━━ DATASET ENTRIES ━━

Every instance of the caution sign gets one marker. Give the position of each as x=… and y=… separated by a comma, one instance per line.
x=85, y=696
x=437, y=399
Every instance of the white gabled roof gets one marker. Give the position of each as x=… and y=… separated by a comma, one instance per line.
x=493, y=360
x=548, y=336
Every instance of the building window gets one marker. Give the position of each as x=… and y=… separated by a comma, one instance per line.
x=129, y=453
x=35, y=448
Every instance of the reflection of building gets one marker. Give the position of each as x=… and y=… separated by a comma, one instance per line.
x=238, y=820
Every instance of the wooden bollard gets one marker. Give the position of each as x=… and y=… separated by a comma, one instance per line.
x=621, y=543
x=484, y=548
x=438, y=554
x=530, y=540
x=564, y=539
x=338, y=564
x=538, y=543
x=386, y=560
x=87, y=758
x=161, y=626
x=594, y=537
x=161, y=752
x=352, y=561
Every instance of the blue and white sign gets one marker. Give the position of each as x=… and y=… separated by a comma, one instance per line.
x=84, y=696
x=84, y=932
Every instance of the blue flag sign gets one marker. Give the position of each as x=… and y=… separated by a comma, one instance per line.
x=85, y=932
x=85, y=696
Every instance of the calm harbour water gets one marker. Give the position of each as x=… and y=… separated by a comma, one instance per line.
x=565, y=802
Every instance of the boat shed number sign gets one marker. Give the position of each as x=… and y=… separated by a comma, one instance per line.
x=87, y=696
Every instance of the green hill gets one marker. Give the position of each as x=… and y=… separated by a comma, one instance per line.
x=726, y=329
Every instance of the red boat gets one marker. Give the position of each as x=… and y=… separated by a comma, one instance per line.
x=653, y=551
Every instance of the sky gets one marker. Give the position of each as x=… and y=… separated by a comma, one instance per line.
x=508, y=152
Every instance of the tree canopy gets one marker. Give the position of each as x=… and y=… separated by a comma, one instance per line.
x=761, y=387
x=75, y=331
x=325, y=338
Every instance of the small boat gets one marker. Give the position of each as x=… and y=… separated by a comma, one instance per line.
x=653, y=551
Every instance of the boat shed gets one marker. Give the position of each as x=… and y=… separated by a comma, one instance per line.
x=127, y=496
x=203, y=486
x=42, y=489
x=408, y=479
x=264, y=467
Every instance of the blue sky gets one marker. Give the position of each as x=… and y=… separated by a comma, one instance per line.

━━━

## WORK TO BE COMPLETED
Quote the data in full, keeping each word unchanged.

## PROBLEM SOLUTION
Every instance of the caution sign gets one marker. Give the position of each as x=… and y=… separated by a comma, one instance per line.
x=85, y=696
x=437, y=399
Every instance of the white gabled roof gets one marker. Give the position of each as x=… and y=… separated by a comma, one instance per line.
x=493, y=360
x=548, y=336
Every instance of the building window gets one marker. Give the position of each as x=… and y=… separated by a comma, one instance per line.
x=129, y=453
x=35, y=448
Every instance of the reflection of building gets one marker. Give the position of each as x=… and y=… separated by a comma, one instance per line.
x=238, y=820
Every instance of the wooden bollard gets one marker. Give the position of each as x=… and y=… separated by a comma, one instance per line.
x=621, y=543
x=484, y=548
x=438, y=554
x=530, y=540
x=564, y=539
x=338, y=564
x=538, y=543
x=386, y=560
x=87, y=758
x=161, y=626
x=594, y=537
x=161, y=752
x=352, y=561
Every instance of the blue and white sign gets one marker. Give the position of each as x=… and y=… separated by a comma, one instance per line.
x=84, y=696
x=84, y=932
Every instance of the blue flag sign gets one marker. Give the position of each as x=… and y=… separated by a comma, one instance per line.
x=85, y=932
x=85, y=696
Every instance of the calm harbour water gets one marker. Give the position of each as x=… and y=… separated by a comma, one instance per line.
x=565, y=802
Every instance of the boat shed number sign gets one marker. Give the position of each as x=… and y=… separated by a comma, one instance per line.
x=87, y=696
Every instance of the green hill gets one marker. Give the position of each as x=… and y=… separated by a comma, one instance per line.
x=726, y=329
Every instance of the red boat gets one marker. Give the position of each as x=… and y=… separated by a comma, one instance per line.
x=653, y=551
Every instance of the sky gets one marker. Give the position of each as x=… and y=… separated by a comma, one instance per line.
x=508, y=152
Every instance of the tree canopy gets one marker. Give the position of each as x=… and y=… separated by a comma, one instance per line.
x=761, y=387
x=75, y=331
x=325, y=338
Every instance of the small boat gets one marker. Give the position of each as x=… and y=… separated by a comma, one instance per line.
x=653, y=551
Every instance of the boat shed gets one marker. Give the position of each as x=… and y=… separated by a comma, one instance per line.
x=127, y=496
x=203, y=486
x=42, y=489
x=408, y=479
x=264, y=467
Every instance of the blue sky gets one marker. Give the position of each as x=… and y=… separated by a comma, one instance per line.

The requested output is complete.